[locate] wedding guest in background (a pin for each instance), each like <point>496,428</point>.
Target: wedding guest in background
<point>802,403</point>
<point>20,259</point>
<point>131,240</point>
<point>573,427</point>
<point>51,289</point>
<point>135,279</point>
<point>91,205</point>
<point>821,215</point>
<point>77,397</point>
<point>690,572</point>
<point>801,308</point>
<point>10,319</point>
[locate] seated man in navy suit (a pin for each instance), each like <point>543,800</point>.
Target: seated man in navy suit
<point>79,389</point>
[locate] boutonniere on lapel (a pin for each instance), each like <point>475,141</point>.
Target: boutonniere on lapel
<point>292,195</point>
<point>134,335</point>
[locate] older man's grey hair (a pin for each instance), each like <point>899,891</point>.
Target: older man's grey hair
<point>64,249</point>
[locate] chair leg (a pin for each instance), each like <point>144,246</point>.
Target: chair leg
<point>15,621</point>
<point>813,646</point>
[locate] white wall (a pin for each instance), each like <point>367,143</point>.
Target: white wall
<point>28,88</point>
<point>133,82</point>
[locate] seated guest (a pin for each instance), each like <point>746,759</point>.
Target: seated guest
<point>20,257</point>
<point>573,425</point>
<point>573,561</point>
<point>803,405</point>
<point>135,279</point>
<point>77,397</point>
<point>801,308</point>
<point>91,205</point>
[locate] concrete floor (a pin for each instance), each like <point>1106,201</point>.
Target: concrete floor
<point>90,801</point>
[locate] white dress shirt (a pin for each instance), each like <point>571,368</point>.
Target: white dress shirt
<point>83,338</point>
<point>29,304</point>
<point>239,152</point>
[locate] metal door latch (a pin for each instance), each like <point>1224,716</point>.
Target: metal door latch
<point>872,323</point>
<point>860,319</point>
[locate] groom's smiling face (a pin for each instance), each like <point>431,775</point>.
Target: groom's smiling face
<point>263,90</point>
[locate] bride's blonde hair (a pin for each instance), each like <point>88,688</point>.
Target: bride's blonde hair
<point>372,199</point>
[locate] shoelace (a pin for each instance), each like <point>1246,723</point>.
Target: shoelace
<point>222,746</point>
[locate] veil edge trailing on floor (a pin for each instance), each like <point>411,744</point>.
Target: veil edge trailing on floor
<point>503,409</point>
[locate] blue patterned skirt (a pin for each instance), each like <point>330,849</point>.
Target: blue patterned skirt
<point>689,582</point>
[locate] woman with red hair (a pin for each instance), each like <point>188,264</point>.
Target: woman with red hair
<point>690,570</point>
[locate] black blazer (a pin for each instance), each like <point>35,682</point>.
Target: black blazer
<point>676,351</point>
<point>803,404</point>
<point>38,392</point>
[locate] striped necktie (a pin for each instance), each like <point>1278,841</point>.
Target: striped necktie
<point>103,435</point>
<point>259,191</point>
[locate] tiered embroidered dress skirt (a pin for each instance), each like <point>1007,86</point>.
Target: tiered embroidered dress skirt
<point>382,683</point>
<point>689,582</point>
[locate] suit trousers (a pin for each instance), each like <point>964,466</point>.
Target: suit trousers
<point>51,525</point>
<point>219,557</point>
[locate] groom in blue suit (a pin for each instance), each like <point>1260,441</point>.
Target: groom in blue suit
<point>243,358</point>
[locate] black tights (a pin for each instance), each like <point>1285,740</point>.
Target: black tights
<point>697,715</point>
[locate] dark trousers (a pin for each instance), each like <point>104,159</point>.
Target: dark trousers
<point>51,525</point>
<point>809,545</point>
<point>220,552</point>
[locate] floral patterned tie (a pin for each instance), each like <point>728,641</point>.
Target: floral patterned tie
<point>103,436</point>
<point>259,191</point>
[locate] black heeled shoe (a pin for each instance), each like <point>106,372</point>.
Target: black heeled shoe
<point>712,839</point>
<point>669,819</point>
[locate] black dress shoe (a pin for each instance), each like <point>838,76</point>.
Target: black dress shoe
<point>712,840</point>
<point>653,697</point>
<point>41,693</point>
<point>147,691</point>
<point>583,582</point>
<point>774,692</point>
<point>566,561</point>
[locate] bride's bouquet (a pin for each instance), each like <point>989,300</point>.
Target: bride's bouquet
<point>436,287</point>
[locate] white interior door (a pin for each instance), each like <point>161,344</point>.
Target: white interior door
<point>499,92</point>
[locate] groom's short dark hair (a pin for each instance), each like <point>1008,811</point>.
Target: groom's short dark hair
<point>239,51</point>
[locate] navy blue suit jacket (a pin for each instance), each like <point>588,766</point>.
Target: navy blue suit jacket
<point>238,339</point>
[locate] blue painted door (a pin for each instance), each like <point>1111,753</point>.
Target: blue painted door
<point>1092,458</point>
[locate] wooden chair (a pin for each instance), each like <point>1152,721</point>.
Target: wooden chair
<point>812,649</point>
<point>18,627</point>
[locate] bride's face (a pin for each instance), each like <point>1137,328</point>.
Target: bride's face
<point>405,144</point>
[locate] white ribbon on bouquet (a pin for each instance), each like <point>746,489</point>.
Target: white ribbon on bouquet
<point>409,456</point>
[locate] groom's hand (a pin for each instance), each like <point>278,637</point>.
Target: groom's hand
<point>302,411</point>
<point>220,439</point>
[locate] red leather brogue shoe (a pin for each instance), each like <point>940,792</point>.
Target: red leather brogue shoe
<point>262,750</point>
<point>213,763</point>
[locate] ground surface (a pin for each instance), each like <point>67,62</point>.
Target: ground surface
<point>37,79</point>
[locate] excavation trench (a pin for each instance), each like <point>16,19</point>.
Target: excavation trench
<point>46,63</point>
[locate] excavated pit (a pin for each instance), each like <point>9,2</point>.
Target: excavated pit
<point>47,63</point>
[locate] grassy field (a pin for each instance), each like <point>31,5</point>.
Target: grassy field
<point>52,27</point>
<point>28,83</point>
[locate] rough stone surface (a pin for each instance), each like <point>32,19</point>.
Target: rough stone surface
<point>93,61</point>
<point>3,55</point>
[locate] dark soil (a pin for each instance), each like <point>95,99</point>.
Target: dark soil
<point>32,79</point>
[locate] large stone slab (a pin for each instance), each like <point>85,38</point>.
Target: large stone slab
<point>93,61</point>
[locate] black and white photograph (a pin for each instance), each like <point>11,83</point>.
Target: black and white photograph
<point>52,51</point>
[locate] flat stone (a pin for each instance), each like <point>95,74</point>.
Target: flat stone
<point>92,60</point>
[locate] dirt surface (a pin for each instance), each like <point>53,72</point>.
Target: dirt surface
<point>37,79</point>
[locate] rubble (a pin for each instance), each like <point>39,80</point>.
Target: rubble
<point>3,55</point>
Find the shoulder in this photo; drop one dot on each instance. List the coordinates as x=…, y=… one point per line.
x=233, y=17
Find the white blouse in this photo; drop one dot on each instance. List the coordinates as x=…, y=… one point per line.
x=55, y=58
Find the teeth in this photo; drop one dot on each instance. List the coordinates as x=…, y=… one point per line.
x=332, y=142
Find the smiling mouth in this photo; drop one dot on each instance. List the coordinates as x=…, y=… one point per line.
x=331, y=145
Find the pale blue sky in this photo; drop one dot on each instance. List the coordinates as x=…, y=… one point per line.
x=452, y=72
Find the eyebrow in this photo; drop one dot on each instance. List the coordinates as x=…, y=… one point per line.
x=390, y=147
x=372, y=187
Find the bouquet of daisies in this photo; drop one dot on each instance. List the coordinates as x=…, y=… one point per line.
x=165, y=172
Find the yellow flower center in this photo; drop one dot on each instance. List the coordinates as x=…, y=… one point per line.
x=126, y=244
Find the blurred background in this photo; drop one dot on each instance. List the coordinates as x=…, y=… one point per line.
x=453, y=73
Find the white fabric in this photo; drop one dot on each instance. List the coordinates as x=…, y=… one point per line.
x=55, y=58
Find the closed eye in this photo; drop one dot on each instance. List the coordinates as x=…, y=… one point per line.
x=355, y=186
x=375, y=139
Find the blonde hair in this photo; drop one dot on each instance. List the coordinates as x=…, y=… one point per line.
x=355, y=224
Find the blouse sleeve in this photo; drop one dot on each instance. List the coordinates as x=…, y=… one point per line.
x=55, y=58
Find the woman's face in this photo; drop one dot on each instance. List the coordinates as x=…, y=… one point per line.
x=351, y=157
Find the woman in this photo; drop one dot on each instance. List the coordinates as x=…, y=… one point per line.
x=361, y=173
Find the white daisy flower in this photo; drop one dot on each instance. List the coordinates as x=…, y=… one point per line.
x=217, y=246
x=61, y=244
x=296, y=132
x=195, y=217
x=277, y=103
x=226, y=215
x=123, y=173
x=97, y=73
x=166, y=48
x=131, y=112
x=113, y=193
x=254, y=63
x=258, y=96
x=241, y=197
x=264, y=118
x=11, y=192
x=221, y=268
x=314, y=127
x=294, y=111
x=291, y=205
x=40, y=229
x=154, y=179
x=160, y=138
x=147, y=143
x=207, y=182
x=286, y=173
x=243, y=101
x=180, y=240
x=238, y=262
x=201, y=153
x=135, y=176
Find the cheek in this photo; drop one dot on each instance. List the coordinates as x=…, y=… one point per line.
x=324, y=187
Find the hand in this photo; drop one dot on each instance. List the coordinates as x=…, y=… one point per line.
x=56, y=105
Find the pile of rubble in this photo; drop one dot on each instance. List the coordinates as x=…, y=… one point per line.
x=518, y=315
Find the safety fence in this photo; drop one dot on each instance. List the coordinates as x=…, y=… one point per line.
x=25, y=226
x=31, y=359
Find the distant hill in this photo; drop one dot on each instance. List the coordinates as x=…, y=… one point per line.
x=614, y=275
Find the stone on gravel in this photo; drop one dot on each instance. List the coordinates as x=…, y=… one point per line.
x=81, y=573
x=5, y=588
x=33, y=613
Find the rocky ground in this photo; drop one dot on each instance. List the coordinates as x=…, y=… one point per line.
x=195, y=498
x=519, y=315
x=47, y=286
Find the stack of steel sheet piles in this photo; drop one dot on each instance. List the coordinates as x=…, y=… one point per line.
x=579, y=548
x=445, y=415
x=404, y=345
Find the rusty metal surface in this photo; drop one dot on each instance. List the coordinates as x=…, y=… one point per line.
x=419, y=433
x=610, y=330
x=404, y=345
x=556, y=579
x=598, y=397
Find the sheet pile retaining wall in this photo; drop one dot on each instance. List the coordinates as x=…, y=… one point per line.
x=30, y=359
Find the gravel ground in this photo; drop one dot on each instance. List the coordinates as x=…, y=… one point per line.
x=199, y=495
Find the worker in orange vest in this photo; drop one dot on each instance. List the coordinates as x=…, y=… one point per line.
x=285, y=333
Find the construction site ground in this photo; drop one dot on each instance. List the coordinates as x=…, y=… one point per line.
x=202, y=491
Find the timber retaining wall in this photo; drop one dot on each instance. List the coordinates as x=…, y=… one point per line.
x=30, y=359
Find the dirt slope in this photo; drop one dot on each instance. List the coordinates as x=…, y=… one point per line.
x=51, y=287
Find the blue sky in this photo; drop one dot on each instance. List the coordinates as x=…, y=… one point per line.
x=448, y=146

- OBJECTIVE
Update the records from the line containing "[locate] black tights" through the line containing "<point>697,715</point>": write those lines out again with "black tights" changed to "dark leggings" and everything else left as it is.

- OUTPUT OF THE EXERCISE
[locate] dark leggings (a pin for each instance), each like <point>1285,740</point>.
Target: dark leggings
<point>697,715</point>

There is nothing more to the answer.